● SOURCE DATA:
^^^^
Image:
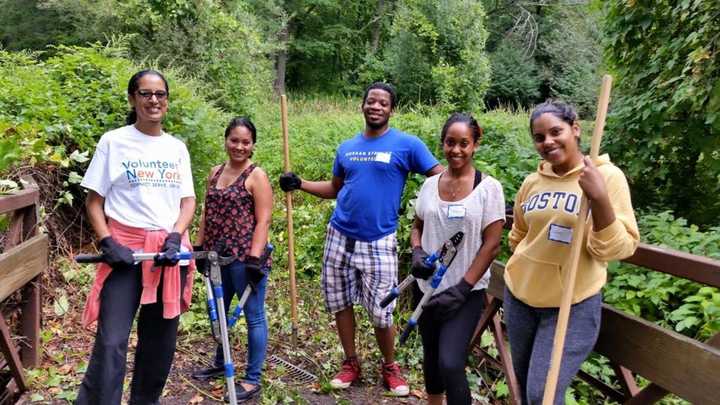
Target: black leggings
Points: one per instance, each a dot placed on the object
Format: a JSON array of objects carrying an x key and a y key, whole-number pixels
[
  {"x": 445, "y": 348},
  {"x": 120, "y": 298}
]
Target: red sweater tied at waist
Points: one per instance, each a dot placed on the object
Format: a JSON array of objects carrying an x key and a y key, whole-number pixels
^^^^
● YOUR TASK: Every line from the one containing "Target: black leggings" through the end of the material above should be retyped exactly; please include nothing else.

● SOLUTION TO THIS TASK:
Target: black leggings
Points: one per instance, each a dot placed on the object
Format: a JSON array of objects carrying an x key and a y key, whole-number pixels
[
  {"x": 445, "y": 348},
  {"x": 120, "y": 298}
]
Target: red sweater tied at waist
Points: one per instance, each a dot placed on the object
Format: a JSON array of objects carrying an x key and a y key, whole-number pixels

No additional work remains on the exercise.